Graduation Year: 2012

MLIS Focus: Archival Studies

Job Site: UC Irvine Special Collections and Archives

Title: Archivist

 

What do you do all day?

Broadly speaking, I’m responsible for accessioning and processing materials in all collecting areas and formats, as well as maintaining and updating policies and procedures for archival administration at UCI. Primary responsibilities include reviewing finding aids to ensure compliance with our procedures, editing EAD files, and uploading them to the Online Archive of California, accessioning new acquisitions and creating minimal finding aids to facilitate discovery, and integrating recommendations outlined in the Guidelines for Efficient Archival Processing in University of California Libraries with our accessioning and processing manuals. I also serve on the department’s reference desk four to six hours a week, contribute to our social media accounts (blogs, Twitter, and Pinterest), and supervise student workers and interns working on archival projects.

 

Most interesting item, record, document, etc. you have come across:

A (purported) fragment of the scarf that strangled Isadora Duncan.

First personal item that you put on your desk:

A print of Van Gogh’s Almond Blossoms.

····················

Tasks and exercises:
**A.** Can you put this sentence from the archivist profile into Spanish: "I also serve on the department’s reference desk four to six hours a week, contribute to our social media accounts (blogs, Twitter, and Pinterest), and supervise student workers and interns working on archival projects."
**B.** Would you write the next part of the archivist profile, picking up after its final line?

····················

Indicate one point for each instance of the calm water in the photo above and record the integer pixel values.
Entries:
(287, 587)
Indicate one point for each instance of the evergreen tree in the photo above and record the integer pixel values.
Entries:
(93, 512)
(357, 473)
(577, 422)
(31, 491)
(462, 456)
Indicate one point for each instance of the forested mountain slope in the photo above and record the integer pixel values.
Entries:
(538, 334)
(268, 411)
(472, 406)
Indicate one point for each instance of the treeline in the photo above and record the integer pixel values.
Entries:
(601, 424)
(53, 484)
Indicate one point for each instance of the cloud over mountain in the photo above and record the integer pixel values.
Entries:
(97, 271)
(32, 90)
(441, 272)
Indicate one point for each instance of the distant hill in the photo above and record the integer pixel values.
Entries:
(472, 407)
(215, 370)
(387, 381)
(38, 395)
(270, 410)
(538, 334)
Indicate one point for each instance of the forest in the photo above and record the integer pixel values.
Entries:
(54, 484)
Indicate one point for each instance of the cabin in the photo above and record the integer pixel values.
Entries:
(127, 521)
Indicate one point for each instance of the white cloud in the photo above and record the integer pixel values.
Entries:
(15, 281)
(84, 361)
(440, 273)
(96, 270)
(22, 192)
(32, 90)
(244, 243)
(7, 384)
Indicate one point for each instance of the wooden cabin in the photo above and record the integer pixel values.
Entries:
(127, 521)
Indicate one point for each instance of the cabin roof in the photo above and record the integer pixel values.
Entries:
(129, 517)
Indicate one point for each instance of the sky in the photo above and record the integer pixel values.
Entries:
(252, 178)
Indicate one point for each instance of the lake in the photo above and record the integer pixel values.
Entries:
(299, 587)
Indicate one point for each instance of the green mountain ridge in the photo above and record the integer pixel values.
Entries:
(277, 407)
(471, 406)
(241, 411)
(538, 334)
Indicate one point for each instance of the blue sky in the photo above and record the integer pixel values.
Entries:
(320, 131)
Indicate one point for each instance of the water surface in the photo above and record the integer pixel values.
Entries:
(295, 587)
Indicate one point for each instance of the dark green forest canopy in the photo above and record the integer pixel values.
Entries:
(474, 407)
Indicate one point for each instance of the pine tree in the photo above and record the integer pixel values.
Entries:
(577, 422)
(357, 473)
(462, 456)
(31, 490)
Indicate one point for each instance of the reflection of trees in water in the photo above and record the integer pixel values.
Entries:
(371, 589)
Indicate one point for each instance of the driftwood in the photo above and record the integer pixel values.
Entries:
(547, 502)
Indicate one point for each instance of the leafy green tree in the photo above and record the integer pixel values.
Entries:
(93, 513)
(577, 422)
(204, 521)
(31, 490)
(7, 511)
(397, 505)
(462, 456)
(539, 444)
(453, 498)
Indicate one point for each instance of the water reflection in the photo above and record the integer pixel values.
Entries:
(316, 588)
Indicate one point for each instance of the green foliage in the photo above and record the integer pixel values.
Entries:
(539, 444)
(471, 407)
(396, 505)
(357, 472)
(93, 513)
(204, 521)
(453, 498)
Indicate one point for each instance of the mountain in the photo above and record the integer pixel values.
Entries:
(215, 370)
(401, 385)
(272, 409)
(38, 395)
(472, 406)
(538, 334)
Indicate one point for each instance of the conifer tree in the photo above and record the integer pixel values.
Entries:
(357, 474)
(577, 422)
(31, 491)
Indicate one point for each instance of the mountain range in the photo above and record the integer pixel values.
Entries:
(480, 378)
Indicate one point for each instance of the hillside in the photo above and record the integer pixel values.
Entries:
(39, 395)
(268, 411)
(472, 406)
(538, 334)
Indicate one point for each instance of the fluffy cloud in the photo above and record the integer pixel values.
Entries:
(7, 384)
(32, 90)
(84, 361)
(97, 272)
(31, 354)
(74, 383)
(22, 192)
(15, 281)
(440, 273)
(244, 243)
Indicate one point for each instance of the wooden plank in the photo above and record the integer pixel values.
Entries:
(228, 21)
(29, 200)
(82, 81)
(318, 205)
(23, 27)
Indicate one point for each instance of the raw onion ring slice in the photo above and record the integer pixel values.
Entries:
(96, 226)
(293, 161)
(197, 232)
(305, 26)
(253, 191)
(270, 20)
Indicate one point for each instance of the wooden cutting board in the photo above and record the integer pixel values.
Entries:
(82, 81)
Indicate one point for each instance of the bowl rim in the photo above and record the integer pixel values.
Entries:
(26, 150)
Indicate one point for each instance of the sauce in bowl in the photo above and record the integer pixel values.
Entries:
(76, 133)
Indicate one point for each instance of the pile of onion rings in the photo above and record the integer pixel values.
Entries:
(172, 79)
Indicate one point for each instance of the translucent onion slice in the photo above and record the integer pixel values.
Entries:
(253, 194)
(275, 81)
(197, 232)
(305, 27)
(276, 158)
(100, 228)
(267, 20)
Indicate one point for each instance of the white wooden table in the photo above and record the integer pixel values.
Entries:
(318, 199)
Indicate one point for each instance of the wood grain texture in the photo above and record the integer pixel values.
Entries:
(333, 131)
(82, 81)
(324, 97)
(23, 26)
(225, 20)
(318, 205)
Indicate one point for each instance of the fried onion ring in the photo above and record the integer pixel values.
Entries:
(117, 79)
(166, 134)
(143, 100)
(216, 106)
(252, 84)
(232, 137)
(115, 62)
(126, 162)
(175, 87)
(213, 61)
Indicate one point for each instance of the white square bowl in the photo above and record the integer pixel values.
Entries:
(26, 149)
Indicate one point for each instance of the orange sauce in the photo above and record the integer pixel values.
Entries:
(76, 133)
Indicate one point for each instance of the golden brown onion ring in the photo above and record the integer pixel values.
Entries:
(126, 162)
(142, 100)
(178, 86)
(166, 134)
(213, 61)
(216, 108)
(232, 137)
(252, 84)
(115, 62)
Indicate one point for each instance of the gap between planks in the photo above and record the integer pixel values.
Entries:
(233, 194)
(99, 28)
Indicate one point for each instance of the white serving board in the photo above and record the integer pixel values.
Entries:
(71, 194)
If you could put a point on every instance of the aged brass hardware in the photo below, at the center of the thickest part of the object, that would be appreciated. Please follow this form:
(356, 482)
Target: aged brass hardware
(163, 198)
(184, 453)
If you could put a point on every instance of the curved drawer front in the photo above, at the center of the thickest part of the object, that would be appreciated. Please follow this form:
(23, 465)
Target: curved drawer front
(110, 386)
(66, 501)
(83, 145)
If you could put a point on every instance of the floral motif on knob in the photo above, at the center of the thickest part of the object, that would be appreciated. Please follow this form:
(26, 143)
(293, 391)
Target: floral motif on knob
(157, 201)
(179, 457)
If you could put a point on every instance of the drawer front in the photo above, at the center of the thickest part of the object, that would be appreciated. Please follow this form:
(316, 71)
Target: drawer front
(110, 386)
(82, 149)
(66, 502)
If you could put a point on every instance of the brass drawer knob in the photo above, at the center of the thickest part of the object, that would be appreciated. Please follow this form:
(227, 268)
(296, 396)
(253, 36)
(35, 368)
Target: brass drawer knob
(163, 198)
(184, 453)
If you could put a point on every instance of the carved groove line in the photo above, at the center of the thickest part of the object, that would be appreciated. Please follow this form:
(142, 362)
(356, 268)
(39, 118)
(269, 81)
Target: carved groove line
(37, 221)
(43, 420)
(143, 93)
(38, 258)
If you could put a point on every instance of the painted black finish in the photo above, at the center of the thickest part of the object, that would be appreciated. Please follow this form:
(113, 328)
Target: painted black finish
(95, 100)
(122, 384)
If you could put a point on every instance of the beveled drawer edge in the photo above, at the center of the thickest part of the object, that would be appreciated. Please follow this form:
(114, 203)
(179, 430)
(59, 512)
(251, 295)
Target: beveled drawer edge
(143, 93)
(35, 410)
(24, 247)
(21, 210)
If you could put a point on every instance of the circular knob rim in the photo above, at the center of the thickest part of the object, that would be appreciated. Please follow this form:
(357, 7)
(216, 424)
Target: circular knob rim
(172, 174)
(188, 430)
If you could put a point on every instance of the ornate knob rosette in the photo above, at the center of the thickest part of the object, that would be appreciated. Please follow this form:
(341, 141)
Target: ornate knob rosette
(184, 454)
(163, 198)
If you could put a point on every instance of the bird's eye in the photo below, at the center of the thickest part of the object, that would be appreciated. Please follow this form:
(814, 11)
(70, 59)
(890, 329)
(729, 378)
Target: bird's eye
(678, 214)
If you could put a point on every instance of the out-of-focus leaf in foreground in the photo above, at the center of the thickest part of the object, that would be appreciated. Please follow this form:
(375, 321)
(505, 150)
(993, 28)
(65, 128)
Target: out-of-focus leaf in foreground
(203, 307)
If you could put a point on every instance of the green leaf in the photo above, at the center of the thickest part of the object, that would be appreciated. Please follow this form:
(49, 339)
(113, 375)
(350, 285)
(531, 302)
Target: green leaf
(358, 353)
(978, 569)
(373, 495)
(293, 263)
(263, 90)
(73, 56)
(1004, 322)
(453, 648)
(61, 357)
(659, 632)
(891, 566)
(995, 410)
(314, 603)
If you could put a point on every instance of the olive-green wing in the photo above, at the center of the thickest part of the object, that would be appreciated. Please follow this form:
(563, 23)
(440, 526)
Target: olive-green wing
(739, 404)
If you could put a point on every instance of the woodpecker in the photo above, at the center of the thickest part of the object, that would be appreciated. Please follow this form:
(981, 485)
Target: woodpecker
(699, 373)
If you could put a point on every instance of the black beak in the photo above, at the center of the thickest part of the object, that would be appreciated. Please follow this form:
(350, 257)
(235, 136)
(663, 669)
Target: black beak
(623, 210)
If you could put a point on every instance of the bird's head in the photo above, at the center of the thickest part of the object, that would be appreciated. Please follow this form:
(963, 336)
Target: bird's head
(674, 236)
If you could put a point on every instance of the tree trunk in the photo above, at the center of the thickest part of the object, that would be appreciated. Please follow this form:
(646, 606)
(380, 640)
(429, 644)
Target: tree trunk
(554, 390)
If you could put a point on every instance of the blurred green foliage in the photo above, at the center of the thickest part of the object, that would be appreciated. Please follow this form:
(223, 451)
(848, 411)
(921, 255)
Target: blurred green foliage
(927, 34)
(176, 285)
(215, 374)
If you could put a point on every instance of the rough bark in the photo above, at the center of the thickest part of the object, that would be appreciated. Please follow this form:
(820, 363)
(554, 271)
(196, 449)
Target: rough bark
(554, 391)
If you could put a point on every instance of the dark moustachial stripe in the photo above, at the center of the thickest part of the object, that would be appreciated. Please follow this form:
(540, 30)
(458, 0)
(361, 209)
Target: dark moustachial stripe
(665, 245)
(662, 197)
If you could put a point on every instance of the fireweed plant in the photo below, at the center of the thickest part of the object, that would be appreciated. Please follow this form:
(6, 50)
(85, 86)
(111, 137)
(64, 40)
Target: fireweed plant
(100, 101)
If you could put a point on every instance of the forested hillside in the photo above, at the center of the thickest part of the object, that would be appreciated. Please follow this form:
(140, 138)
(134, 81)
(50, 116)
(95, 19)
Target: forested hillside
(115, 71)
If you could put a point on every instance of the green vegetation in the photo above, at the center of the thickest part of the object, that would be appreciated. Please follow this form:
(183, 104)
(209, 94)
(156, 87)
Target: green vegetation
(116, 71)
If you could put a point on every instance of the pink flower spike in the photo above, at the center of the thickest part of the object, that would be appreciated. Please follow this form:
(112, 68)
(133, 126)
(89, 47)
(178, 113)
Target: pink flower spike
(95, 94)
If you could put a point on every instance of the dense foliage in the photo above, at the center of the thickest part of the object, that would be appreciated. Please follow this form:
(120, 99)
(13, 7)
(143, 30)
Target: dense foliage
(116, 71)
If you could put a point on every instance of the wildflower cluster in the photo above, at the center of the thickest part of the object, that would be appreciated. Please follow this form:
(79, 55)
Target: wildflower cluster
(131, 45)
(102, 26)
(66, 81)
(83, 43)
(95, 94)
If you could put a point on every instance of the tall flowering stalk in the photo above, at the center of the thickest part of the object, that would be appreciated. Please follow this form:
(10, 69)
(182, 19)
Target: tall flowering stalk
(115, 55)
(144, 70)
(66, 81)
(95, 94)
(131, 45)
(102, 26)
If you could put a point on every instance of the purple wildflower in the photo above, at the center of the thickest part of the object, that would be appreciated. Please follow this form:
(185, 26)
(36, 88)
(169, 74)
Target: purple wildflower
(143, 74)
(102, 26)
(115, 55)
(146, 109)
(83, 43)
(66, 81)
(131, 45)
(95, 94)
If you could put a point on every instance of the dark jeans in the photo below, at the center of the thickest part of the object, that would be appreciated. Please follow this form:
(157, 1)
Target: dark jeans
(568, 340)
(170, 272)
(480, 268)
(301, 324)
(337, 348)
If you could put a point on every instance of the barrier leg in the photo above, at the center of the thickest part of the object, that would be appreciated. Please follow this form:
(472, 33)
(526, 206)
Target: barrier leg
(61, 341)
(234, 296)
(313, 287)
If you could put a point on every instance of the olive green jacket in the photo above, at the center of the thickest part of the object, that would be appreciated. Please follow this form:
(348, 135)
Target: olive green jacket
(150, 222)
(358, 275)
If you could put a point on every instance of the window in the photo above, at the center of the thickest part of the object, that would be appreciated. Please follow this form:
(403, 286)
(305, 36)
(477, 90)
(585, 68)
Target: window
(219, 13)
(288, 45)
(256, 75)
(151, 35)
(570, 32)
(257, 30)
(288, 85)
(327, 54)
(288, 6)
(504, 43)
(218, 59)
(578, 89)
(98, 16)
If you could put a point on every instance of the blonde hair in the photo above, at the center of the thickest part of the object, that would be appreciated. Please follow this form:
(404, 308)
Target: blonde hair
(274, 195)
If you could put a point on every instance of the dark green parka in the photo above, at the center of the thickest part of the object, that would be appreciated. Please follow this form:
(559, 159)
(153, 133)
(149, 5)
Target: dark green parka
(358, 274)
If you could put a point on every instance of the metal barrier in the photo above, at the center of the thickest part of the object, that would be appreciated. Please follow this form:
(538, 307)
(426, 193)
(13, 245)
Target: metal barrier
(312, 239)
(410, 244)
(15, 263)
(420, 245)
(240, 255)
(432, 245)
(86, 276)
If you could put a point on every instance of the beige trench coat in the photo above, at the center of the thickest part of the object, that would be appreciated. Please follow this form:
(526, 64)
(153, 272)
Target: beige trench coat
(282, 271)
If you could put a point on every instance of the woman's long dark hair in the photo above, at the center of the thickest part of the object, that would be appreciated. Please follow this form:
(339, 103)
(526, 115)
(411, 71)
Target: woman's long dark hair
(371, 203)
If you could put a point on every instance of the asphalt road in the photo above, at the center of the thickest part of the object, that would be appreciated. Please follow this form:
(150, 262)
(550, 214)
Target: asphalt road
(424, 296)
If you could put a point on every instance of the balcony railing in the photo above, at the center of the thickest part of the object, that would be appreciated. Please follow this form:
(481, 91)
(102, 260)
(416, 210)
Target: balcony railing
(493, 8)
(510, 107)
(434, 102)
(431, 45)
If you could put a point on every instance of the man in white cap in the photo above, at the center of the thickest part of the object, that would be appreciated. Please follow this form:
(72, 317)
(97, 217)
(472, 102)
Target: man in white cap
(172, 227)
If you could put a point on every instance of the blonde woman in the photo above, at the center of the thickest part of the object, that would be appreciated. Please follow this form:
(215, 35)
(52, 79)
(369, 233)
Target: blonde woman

····················

Answers:
**A.** También atiendo el mostrador de referencia del departamento entre cuatro y seis horas a la semana, colaboro con nuestras cuentas en redes sociales (blogs, Twitter y Pinterest) y superviso a los estudiantes empleados y a los becarios que participan en proyectos archivísticos.

**B.**
Most frequent response when you tell people what you do:

Most people have no idea what an archivist is. I’ve tried a few different explanations, like “fancy librarian” or “person who works with historical documents.” The best response I’ve received after giving the longer-than-usual and most accurate definition of an archivist has to be, “Oh, like Indiana Jones!” It’s so hard to burst the bubble of someone who thinks you’re that cool.

Most frequently asked question at work:

“Can I take pictures of this?”

Recommendation(s) for students who’d like your job:

Be comfortable with being a well-rounded archivist and try to gain experience with different aspects of archival administration, including processing, reference, and outreach. Don’t be afraid to envision yourself outside your comfort zone when reading the description of a potential position. And if you don’t have experience with all the required responsibilities, be sure to express an interest in learning about and gaining experience with them.

One piece of advice for recent grads on the job hunt (having to do with networking, resume, cover letter, and/or interview):

I’ll give you two.

1) The degree is just the first step in landing an archival job. It will not get you a job on its own. Employers look at your experience; that’s what sets you apart from all the other people with the same credential. Intern/volunteer and/or work as many jobs in as many places as you can before graduating, or work furiously to get that experience post-graduation if you didn’t during school. Solid experience is essential to making it in the real world.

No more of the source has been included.